Requirement: A word-for-word printout of the whole listing is needed.
++++++++++++++++++++
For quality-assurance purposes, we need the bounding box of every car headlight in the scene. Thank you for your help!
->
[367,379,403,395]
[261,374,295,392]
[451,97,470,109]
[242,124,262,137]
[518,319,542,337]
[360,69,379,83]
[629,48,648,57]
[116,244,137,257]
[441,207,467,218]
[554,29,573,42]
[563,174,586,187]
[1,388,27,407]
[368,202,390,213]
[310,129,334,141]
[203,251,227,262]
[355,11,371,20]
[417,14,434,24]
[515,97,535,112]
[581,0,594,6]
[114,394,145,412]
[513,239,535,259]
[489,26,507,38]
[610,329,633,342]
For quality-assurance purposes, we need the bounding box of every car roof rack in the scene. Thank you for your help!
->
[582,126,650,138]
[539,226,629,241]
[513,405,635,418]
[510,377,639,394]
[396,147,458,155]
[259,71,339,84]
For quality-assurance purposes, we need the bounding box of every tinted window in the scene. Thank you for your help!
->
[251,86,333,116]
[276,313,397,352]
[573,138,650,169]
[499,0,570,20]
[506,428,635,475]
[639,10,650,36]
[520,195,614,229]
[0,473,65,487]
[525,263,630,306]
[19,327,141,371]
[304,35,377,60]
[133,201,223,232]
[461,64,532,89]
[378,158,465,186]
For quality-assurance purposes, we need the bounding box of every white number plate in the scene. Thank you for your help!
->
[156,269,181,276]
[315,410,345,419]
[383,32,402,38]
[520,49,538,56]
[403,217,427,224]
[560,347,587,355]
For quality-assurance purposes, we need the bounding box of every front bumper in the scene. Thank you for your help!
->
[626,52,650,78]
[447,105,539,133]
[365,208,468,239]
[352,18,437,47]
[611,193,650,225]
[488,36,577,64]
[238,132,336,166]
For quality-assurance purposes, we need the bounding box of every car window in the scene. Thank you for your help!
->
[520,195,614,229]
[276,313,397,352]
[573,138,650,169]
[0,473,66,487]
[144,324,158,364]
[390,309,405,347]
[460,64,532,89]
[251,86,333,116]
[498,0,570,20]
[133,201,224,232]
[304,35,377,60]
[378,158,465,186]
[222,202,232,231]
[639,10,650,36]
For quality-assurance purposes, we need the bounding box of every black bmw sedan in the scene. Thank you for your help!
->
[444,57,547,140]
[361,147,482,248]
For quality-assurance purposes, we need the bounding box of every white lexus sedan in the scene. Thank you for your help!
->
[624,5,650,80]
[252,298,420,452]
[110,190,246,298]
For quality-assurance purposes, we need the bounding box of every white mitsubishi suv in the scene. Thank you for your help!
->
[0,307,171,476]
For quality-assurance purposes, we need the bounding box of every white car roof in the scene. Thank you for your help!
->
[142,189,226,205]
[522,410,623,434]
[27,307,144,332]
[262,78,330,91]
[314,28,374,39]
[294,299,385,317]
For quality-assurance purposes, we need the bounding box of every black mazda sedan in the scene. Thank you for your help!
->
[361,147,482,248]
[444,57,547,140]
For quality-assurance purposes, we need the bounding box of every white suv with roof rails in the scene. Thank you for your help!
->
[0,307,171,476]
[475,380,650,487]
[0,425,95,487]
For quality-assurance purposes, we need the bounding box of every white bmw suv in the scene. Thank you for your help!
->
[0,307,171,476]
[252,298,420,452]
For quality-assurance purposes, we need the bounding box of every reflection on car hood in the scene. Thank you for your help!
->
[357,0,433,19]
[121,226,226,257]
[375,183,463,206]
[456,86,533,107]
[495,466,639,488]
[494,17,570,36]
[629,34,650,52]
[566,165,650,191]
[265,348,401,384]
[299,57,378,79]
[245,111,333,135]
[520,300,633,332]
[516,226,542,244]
++++++++++++++++++++
Solution to the problem:
For quality-assurance purposes, we need the bounding box of every car headlight in the scene. Thank you for your help!
->
[367,379,403,395]
[261,374,295,392]
[451,97,470,109]
[242,124,262,137]
[518,319,542,337]
[360,69,379,83]
[629,48,648,57]
[116,244,137,257]
[441,207,467,218]
[554,29,573,42]
[563,174,586,187]
[1,388,27,407]
[368,202,390,213]
[310,129,334,141]
[203,251,227,262]
[355,11,371,20]
[417,14,434,24]
[515,97,535,112]
[581,0,594,6]
[114,394,145,412]
[513,239,535,259]
[489,26,507,38]
[610,329,633,342]
For quality-assurance purposes, we need the bounding box of every car roof rack in the scene. Thank you for your help!
->
[582,126,650,138]
[539,226,629,241]
[513,405,635,418]
[510,377,639,394]
[396,147,458,155]
[259,71,339,84]
For quality-assurance purposes, we need the bounding box of every tinted window in the scene. Thank you for your help!
->
[251,86,333,116]
[276,313,397,352]
[573,138,650,169]
[499,0,570,20]
[506,428,635,475]
[639,10,650,36]
[520,195,614,229]
[0,473,65,487]
[525,263,630,306]
[19,327,141,371]
[304,35,377,60]
[133,201,223,232]
[461,64,532,89]
[378,158,465,186]
For quality-assurance purposes, we need the bounding box of every white number plate in the scene. Thank you for your help!
->
[156,269,181,276]
[315,410,345,419]
[383,32,402,38]
[520,49,538,56]
[403,217,427,224]
[560,347,587,355]
For quality-assurance purposes, we need the bounding box of every front bumper in the scene. Thank you for your help!
->
[626,52,650,78]
[447,105,539,133]
[365,208,468,239]
[352,18,437,47]
[611,193,650,225]
[488,36,577,64]
[238,132,336,166]
For quality-assurance purposes, we need the bounding box of every car window in the scene. Thank you for your help!
->
[520,195,614,229]
[276,313,397,352]
[573,138,650,169]
[0,473,66,487]
[144,324,158,364]
[390,309,405,347]
[460,64,532,89]
[251,86,333,116]
[498,0,570,20]
[133,201,224,232]
[304,35,377,60]
[378,158,465,186]
[222,202,232,231]
[639,10,650,36]
For quality-assurance purposes, we need the bounding box of every black bmw sedan in the scene. Thank you for your help!
->
[444,57,547,140]
[361,147,482,248]
For quality-assurance purposes, we need the bounding box of every white lexus sedan in the scene. Thank you for your help!
->
[624,5,650,80]
[252,298,420,452]
[110,190,246,298]
For quality-assurance purposes, we need the bounding box of every white mitsubishi suv in the scene. Thank you for your help!
->
[0,307,171,476]
For quality-assurance purposes, we need the bounding box of every white car roof in the scene. Thank you for your help!
->
[142,189,226,205]
[522,410,623,434]
[27,307,144,332]
[262,78,330,91]
[314,28,374,39]
[294,299,385,317]
For quality-assurance purposes, we need the bounding box of every black mazda sedan in the scene. Thank you for your help!
->
[361,147,482,248]
[444,57,547,140]
For quality-assurance purposes, we need the bounding box of every white suv with roof rails in the scene. Thank you for your help!
->
[0,307,171,476]
[475,380,650,487]
[0,425,95,487]
For quality-assurance purposes, we need the bounding box of every white bmw suv in the scene. Thank you for your help!
->
[0,307,171,476]
[252,298,420,452]
For quality-assurance purposes, we need the bounding box of every reflection on car hood in the scene. Thank you for your help!
->
[357,0,433,19]
[121,226,226,257]
[375,183,463,206]
[456,86,533,107]
[495,466,639,488]
[494,17,570,36]
[629,34,650,52]
[566,165,650,191]
[265,348,401,384]
[299,57,378,79]
[245,111,333,135]
[520,300,633,332]
[516,226,542,244]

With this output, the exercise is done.